STATED PROBLEM: Lay out the entries below as a Markdown table with the columns "Row" and "Line", starting at the first line of the entries and ending at the line that contains "pixel 327 167". Give one numbered row per line, skip blank lines, and leave the pictures out.

DATA TO USE:
◇ ◇ ◇

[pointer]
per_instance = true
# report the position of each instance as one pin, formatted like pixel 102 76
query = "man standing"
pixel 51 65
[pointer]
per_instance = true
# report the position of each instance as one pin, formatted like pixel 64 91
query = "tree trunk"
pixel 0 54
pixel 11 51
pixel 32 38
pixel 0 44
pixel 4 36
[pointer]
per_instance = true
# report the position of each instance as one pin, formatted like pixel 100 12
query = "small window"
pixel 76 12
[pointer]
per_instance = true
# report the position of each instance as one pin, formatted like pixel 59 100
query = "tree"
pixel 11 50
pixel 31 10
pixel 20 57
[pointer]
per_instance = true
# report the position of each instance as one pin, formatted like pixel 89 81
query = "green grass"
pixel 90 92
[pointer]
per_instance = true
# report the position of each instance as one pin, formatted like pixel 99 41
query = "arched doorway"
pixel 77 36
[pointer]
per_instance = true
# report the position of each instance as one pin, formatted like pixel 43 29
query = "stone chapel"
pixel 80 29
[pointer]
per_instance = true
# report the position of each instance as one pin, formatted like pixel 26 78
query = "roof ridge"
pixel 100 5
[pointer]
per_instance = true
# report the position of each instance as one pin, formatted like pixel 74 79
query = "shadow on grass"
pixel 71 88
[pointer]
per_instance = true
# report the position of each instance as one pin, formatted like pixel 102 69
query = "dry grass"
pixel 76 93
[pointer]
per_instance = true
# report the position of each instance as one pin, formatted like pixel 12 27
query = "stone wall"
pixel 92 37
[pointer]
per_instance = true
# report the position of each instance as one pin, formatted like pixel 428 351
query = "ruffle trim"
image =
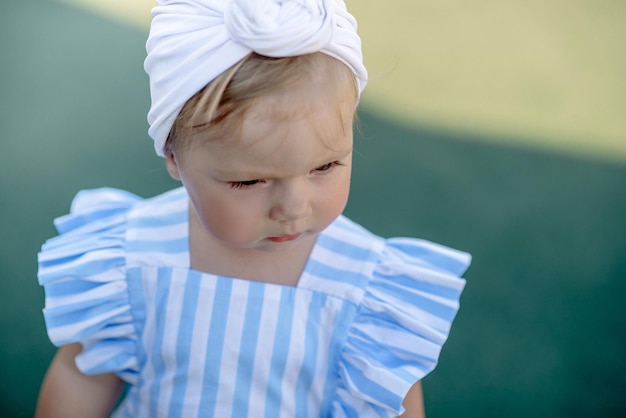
pixel 400 328
pixel 83 271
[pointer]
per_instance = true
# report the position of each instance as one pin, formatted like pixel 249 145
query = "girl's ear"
pixel 172 165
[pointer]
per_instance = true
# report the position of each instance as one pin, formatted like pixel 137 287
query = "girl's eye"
pixel 244 184
pixel 327 167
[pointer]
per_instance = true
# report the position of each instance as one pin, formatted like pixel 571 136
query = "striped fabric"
pixel 366 321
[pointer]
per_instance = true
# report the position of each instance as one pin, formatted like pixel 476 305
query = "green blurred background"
pixel 494 127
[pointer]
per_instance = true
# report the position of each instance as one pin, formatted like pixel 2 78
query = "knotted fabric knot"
pixel 280 28
pixel 191 42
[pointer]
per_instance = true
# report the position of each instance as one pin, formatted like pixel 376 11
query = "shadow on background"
pixel 540 332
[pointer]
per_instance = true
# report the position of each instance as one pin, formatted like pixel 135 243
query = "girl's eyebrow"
pixel 246 174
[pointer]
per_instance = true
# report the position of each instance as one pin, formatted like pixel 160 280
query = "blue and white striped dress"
pixel 366 320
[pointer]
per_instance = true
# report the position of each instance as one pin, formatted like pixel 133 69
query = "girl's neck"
pixel 283 267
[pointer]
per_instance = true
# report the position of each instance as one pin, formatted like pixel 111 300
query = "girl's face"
pixel 282 177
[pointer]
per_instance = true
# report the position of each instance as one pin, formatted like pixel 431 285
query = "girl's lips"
pixel 284 238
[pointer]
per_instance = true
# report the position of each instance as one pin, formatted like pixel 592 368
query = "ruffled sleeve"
pixel 401 326
pixel 84 275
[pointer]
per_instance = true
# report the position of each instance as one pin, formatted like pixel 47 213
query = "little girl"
pixel 245 293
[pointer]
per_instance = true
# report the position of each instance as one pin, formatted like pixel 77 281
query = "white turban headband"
pixel 191 42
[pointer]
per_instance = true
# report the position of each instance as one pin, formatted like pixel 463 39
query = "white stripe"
pixel 149 284
pixel 64 333
pixel 170 338
pixel 198 348
pixel 146 209
pixel 331 286
pixel 295 358
pixel 263 355
pixel 158 234
pixel 325 333
pixel 141 259
pixel 232 348
pixel 100 293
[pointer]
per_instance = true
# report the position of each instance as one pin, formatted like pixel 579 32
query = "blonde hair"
pixel 223 102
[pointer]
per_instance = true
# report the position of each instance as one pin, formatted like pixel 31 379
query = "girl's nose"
pixel 292 202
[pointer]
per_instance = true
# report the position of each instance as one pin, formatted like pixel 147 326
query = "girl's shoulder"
pixel 410 298
pixel 84 270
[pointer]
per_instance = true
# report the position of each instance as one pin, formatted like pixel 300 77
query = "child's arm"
pixel 414 402
pixel 67 392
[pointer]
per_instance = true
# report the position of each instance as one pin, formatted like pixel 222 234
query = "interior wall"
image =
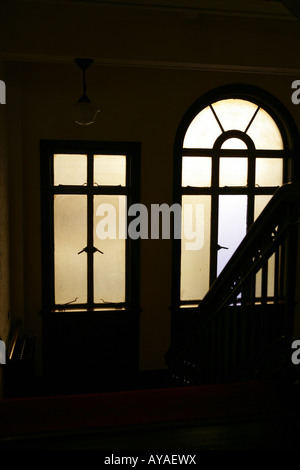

◇ ◇ ◇

SOLUTION FOR THIS TASK:
| Row | Line |
|---|---|
| 1 | [pointer] |
| 2 | per_instance = true |
| 3 | # report the position of each instance as one pin, formatted like pixel 102 76 |
| 4 | query = "man standing" |
| 5 | pixel 51 65 |
| 6 | [pointer] |
| 7 | per_instance = true |
| 8 | # report the position of each instance as one pin, formatted like pixel 64 91 |
| 9 | query = "tree trunk" |
| 10 | pixel 0 54 |
| 11 | pixel 11 51 |
| 12 | pixel 32 38 |
| 13 | pixel 0 44 |
| 14 | pixel 4 36 |
| 15 | [pointer] |
| 16 | per_instance = true |
| 17 | # report the position of each instance as one pin, formatted like pixel 100 12 |
| 18 | query = "small window" |
| 19 | pixel 76 12 |
| 20 | [pointer] |
| 21 | per_instance = true |
| 22 | # report the position of each instance as one pin, formatted like pixel 59 100 |
| 23 | query = "tree" |
| 24 | pixel 11 50 |
| 25 | pixel 31 10 |
| 26 | pixel 20 57 |
| 27 | [pointer] |
| 28 | per_instance = true |
| 29 | # report the position of each instance as one pin, formatted like pixel 89 81 |
| 30 | query = "green grass" |
| 31 | pixel 90 92 |
| 32 | [pointer] |
| 33 | per_instance = true |
| 34 | # report the position of each instance as one pin, formatted like pixel 99 41 |
| 35 | query = "arched doorway" |
| 36 | pixel 77 36 |
| 37 | [pointer] |
| 38 | per_instance = true |
| 39 | # report the position of each instance as one pin, formatted like pixel 43 29 |
| 40 | query = "stone chapel" |
| 41 | pixel 80 29 |
| 42 | [pointer] |
| 43 | per_instance = true |
| 44 | # report the position of each instance as one pin, formatted like pixel 26 78 |
| 45 | query = "roof ridge" |
| 46 | pixel 100 5 |
| 47 | [pointer] |
| 48 | per_instance = true |
| 49 | # report the position of each instance as one pin, formatted like pixel 74 79 |
| 50 | query = "shadow on grass" |
| 51 | pixel 71 88 |
| 52 | [pointer] |
| 53 | per_instance = true |
| 54 | # report the position of each instance as one pin, formatted like pixel 102 69 |
| 55 | query = "dry grass" |
| 56 | pixel 76 93 |
| 57 | [pointer] |
| 58 | per_instance = true |
| 59 | # report the position of each instance as one pin, formatted like pixel 12 27 |
| 60 | query = "stone wall" |
| 61 | pixel 92 37 |
| 62 | [pointer] |
| 63 | per_instance = true |
| 64 | # report the position of each instance as one pin, formatted like pixel 428 351 |
| 65 | query = "ruffle trim" |
| 66 | image = |
| 67 | pixel 400 328 |
| 68 | pixel 83 271 |
| 69 | [pointer] |
| 70 | per_instance = true |
| 71 | # report the position of each instance as one pin, formatted like pixel 249 145 |
| 72 | query = "girl's ear" |
| 73 | pixel 172 165 |
| 74 | [pointer] |
| 75 | per_instance = true |
| 76 | # report the position of each instance as one pin, formatted like pixel 137 287 |
| 77 | query = "girl's eye" |
| 78 | pixel 244 184 |
| 79 | pixel 327 167 |